## Start QUOTED TEXT

In addition to single-valued directives such as User, Group and
ServerRoot, you can use <Perl> sections to set multivalued directives such as DirectoryIndex and AddType. You can also configure multipart sections such as <Directory> and <VirtualHost>. Depending on the directive, the Perl global you need to set may be a
scalar, an array or a hash. To figure out which type of Perl variable to
use, follow these rules:
- Directive Takes no Arguments
-
There are few examples of configuration directives that take no arguments.
The only one that occurs in the standard Apache modules is
CacheNegotiatedDocs, which is part of mod_negotiation. To create a non-argument directive, set the corresponding scalar variable
to the empty string '':
$CacheNegotiatedDocs = '';
- Directive Takes one Argument
-
This is probably the most common case. Set the corresponding global to the
value of your choice. Example:
$Port = 8080;
- Directive Takes Multiple Arguments
-
These include directives such as DirectoryIndex and AddType. Create a global array with the name of the directive and set it to the
list of desired arguments. For example:
@DirectoryIndex = map { "index.$_" } qw(html htm shtml cgi);
An alternative to this is to create a scalar variable containing the usual
value of the directive as a string, for example:
$DirectoryIndex = "index.html index.htm index.shtml index.cgi";
- Directive is Repeated Multiple Times
-
If a directive is repeated multiple times with different arguments each
time, you can represent it as an array of arrays. This example using the AddIcon directive shows how:
@AddIcon = (
[ '/icons/compressed.gif' => qw(.Z .z .gz .tgz .zip) ],
[ '/icons/layout.gif' => qw(.html .shtml .htm .pdf) ],
);
- Directive is a Block Section with Begin and End Tags
-
Configuration sections like <VirtualHost> and <Directory>
are mapped onto Perl hashes. Use the directive's argument (the hostname,
directory or URI) as the hash key, and make the value stored at this key an
anonymous hash containing the desired directive/value pairs. This is easier
to see than to describe. Consider the following virtual host section:
<VirtualHost 192.168.2.5:80>
ServerName www.fishfries.org
DocumentRoot /home/httpd/fishfries/htdocs
ErrorLog /home/httpd/fishfries/logs/error.log
TransferLog /home/httpd/fishfries/logs/access.log
ServerAdmin [email protected]
</Virtual>
You can represent this in a <Perl> section by the following code:
$VirtualHost{'192.168.2.5:80'} = {
ServerName => 'www.fishfries.org',
DocumentRoot => '/home/httpd/fishfries/htdocs',
ErrorLog => '/home/httpd/fishfries/logs/error.log',
TransferLog => '/home/httpd/fishfries/logs/access.log',
ServerAdmin => '[email protected]',
};
There is no special Perl variable which maps to the <IfModule>
directive container, however, the Apache module method will provide you with this functionality. Example:
if(Apache->module("mod_ssl.c")) {
push @Include, "ssl.conf";
}
The Apache define method can be used to implement an
<IfDefine> container. Example:
if(Apache->define("MOD_SSL")) {
push @Include, "ssl.conf";
}
Certain configuration blocks may require directives to be in a particular
order. As you should know, Perl does not maintain hash values in any
predictable order. Should you need to preserve order with hashes inside <Perl> sections, simply install Gurusamy Sarathy's Tie::IxHash module from CPAN. Once installed, mod_perl will tie %VirtualHost , %Directory , %Location and %Files hashes to this class, preserving their order when the Apache configuration
is generated.

## End QUOTED TEXT

YOUR TASK —
Write out the part of the text on Perl configuration sections that lies between "In addition to" and "take no arguments.", inclusive, with no changes.

## Start RAW DATA

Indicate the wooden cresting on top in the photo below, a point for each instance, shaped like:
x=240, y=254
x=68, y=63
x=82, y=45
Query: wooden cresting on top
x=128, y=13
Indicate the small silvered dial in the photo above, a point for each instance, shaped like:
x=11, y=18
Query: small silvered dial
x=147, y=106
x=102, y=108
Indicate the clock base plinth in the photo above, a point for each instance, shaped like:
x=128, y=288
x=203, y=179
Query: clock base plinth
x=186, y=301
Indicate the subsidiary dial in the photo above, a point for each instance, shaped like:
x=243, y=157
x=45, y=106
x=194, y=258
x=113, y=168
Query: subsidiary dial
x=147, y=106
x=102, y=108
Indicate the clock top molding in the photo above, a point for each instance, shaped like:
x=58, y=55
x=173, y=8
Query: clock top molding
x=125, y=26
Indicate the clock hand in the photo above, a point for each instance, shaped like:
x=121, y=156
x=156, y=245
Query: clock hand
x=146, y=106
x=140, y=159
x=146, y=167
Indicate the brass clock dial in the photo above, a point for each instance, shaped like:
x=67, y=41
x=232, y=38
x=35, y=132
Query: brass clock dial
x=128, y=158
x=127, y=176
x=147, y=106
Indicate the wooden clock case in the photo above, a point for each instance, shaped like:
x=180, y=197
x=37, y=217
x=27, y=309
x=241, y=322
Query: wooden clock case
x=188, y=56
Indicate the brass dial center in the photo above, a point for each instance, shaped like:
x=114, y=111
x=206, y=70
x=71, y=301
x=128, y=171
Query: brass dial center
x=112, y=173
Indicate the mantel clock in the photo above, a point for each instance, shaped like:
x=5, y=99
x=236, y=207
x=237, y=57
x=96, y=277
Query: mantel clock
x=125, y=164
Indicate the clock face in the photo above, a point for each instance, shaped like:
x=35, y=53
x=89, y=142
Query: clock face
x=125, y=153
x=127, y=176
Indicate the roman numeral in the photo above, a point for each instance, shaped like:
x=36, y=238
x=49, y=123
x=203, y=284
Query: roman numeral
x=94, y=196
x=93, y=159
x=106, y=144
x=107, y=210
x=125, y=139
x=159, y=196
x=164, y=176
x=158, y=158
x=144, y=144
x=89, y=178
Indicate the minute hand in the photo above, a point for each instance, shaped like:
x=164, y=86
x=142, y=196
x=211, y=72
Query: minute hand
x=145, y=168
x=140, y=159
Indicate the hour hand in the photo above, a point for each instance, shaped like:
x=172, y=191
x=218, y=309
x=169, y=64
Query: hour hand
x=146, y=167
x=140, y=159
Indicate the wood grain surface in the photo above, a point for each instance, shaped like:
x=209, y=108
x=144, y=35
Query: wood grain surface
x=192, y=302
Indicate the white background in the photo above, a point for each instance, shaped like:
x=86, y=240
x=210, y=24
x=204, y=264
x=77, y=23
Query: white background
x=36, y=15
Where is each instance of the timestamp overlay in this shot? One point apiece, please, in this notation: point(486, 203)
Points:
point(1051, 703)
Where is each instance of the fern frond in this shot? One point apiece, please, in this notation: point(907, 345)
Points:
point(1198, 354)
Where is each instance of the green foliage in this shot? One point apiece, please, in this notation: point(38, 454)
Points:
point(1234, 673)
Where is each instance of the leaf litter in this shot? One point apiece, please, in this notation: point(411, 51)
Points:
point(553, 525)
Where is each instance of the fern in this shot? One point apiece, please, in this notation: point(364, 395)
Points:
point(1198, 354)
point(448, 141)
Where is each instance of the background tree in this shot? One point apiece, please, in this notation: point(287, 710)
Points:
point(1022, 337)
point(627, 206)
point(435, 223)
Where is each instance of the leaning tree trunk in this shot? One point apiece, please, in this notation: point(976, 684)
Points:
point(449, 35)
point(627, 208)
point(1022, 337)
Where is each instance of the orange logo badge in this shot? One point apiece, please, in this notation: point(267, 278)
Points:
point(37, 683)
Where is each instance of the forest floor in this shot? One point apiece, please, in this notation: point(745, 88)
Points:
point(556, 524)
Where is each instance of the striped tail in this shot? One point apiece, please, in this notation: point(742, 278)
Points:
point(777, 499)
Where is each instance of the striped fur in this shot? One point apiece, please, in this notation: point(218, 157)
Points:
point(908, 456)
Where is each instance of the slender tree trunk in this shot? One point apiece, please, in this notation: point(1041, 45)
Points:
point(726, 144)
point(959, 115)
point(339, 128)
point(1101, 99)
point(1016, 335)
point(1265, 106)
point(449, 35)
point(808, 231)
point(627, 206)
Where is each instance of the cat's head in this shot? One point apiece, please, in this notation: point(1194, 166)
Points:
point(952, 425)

## End RAW DATA

OUTPUT OF THE TASK —
In addition to single-valued directives such as User, Group and
ServerRoot, you can use <Perl> sections to set multivalued directives such as DirectoryIndex and AddType. You can also configure multipart sections such as <Directory> and <VirtualHost>. Depending on the directive, the Perl global you need to set may be a
scalar, an array or a hash. To figure out which type of Perl variable to
use, follow these rules:
- Directive Takes no Arguments
-
There are few examples of configuration directives that take no arguments.